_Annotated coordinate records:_
⟨
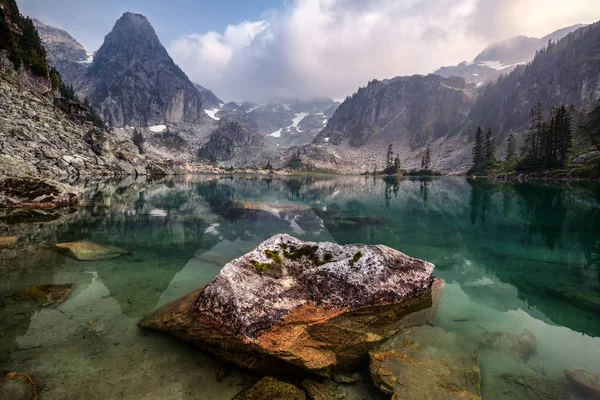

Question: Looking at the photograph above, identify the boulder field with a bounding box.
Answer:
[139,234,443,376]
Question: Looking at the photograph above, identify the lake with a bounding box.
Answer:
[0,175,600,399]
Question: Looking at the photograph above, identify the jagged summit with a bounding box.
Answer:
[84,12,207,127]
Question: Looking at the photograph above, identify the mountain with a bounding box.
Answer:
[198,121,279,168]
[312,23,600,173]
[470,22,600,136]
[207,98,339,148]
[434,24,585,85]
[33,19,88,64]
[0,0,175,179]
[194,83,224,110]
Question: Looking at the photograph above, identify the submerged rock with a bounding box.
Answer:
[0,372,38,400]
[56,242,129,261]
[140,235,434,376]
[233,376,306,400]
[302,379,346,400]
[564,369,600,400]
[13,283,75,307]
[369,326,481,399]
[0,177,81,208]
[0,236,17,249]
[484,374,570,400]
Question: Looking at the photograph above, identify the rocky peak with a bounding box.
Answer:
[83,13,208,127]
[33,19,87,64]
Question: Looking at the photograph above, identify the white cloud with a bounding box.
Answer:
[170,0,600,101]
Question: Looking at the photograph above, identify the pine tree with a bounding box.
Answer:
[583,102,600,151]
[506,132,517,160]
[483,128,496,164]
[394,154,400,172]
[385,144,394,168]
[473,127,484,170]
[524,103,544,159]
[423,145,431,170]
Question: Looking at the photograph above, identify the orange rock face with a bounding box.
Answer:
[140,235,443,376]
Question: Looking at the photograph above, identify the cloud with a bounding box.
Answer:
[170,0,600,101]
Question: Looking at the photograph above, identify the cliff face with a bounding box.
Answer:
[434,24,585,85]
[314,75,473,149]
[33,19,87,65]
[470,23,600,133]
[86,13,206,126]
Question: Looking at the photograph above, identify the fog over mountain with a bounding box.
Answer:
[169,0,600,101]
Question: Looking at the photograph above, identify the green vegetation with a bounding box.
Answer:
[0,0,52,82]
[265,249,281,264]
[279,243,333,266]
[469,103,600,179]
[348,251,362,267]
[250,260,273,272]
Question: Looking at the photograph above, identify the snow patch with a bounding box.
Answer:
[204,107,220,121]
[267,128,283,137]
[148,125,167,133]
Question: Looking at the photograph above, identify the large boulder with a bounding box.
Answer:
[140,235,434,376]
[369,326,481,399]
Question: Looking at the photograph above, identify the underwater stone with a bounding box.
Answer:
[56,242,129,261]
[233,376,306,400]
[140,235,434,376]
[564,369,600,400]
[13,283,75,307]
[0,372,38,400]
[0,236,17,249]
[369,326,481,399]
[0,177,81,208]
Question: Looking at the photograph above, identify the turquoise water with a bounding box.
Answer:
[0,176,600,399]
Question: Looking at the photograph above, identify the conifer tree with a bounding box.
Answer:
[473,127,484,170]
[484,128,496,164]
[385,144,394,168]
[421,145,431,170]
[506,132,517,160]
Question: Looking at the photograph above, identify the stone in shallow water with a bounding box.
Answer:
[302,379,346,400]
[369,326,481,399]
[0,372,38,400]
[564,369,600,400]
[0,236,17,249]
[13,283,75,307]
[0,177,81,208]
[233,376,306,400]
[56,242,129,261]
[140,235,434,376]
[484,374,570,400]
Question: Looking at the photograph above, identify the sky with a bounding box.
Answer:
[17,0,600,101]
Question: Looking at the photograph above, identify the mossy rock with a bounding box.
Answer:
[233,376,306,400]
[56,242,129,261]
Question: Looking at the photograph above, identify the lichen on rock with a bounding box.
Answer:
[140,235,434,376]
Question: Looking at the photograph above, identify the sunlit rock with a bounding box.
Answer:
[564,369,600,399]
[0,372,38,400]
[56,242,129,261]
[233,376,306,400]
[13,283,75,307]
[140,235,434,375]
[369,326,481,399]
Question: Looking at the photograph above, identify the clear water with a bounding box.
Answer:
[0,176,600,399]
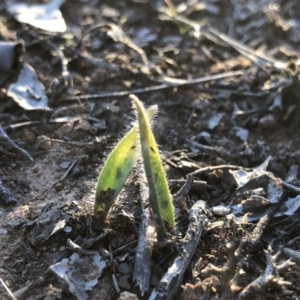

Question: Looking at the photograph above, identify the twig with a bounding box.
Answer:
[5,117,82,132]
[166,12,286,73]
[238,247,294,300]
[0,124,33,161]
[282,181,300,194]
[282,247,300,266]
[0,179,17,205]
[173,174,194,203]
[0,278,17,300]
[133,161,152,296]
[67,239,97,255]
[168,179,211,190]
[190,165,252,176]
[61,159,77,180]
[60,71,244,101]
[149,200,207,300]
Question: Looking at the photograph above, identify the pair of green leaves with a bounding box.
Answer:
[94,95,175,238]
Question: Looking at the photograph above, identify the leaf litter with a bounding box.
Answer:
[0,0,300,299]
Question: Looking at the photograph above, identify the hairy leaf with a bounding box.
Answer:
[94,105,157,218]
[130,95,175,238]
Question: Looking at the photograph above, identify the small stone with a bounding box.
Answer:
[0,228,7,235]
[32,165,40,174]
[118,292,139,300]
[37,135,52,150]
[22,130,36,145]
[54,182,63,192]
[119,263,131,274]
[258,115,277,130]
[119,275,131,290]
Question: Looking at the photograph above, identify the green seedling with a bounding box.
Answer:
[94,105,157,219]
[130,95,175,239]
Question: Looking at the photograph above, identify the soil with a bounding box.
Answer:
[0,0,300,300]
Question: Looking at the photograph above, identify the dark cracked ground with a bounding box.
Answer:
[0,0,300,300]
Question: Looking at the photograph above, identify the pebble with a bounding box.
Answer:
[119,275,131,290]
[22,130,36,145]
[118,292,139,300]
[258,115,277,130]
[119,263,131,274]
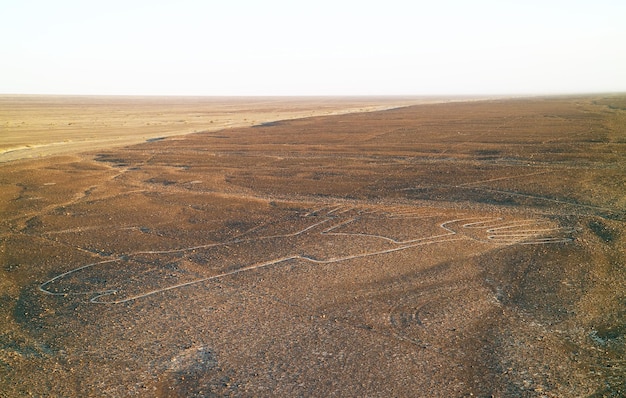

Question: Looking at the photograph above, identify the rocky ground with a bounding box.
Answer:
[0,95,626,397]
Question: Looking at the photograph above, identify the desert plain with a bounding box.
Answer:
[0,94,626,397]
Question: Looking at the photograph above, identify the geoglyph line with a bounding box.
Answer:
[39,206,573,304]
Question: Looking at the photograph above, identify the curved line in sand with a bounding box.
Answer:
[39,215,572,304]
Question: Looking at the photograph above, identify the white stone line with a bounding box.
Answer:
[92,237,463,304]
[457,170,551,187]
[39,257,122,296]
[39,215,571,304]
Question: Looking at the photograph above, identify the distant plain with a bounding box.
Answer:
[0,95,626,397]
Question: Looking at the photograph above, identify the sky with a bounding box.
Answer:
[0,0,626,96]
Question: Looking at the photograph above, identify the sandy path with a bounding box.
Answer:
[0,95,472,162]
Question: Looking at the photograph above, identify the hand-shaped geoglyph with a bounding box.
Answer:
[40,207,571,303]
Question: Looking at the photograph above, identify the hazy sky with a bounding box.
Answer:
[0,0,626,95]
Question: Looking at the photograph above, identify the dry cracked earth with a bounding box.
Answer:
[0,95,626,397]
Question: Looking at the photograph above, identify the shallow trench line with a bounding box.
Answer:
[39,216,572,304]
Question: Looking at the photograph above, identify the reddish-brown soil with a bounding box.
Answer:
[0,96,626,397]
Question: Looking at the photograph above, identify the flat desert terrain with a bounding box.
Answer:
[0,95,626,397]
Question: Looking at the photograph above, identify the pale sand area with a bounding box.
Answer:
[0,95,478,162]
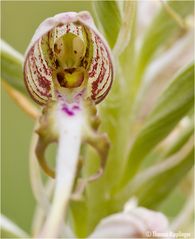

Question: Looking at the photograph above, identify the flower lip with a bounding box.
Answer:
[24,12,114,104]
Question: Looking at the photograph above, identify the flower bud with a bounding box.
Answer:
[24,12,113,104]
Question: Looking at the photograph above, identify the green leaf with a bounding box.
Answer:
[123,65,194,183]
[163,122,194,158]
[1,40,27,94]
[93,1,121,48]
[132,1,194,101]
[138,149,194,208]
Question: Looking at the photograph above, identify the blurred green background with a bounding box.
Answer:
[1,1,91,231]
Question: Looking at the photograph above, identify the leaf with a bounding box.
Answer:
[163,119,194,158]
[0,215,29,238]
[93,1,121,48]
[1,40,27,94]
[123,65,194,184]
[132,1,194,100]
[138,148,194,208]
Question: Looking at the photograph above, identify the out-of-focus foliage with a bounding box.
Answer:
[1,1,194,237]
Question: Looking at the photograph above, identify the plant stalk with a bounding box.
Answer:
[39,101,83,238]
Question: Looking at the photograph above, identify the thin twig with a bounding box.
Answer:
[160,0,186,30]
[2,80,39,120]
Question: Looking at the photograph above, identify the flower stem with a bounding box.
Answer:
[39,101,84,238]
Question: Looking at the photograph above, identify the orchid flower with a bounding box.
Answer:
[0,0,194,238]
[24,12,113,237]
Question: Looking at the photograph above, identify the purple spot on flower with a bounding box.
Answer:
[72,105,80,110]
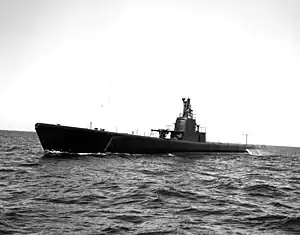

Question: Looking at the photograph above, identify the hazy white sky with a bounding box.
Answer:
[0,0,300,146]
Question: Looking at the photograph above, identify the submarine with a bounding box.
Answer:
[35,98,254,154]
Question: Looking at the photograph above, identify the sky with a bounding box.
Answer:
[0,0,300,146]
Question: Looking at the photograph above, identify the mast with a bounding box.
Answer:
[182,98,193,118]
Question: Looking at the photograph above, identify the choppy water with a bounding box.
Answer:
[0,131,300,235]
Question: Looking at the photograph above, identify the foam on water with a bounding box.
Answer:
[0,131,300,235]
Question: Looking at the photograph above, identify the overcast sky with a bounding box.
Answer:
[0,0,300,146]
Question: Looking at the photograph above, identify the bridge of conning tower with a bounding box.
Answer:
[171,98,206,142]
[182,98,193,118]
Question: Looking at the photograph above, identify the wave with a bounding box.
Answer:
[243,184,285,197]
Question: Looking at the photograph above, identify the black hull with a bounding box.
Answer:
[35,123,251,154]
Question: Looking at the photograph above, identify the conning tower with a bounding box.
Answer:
⟩
_Problem description:_
Put each line of the items, from the line containing "litter with a bounding box." through the line containing "[130,95,175,239]", inclusive, into a Markdown table with columns named Row and Line. Leave out blank lines.

_Answer to the problem:_
| Row | Line |
|---|---|
| 1 | Question: Looking at the photograph above, identify the leaf litter with a bounding box. |
| 2 | Answer: |
| 3 | [0,0,300,299] |
| 4 | Question: Looking at the photograph above, identify the hairy leaf with a bounding box. |
| 5 | Answer: |
| 6 | [94,105,157,218] |
| 7 | [130,95,175,238] |
| 8 | Question: Looking at the photograph above, identify the small stone with a bounding box. |
| 9 | Answer: |
| 10 | [0,228,7,235] |
| 11 | [32,165,40,174] |
| 12 | [118,292,139,300] |
| 13 | [37,135,52,150] |
| 14 | [22,130,36,145] |
| 15 | [54,182,63,192] |
| 16 | [119,263,131,274] |
| 17 | [258,115,277,130] |
| 18 | [119,275,131,290] |
| 19 | Question: Looking at the photograph above, identify the green seedling with a bounding box. |
| 20 | Answer: |
| 21 | [94,105,157,219] |
| 22 | [130,95,175,239] |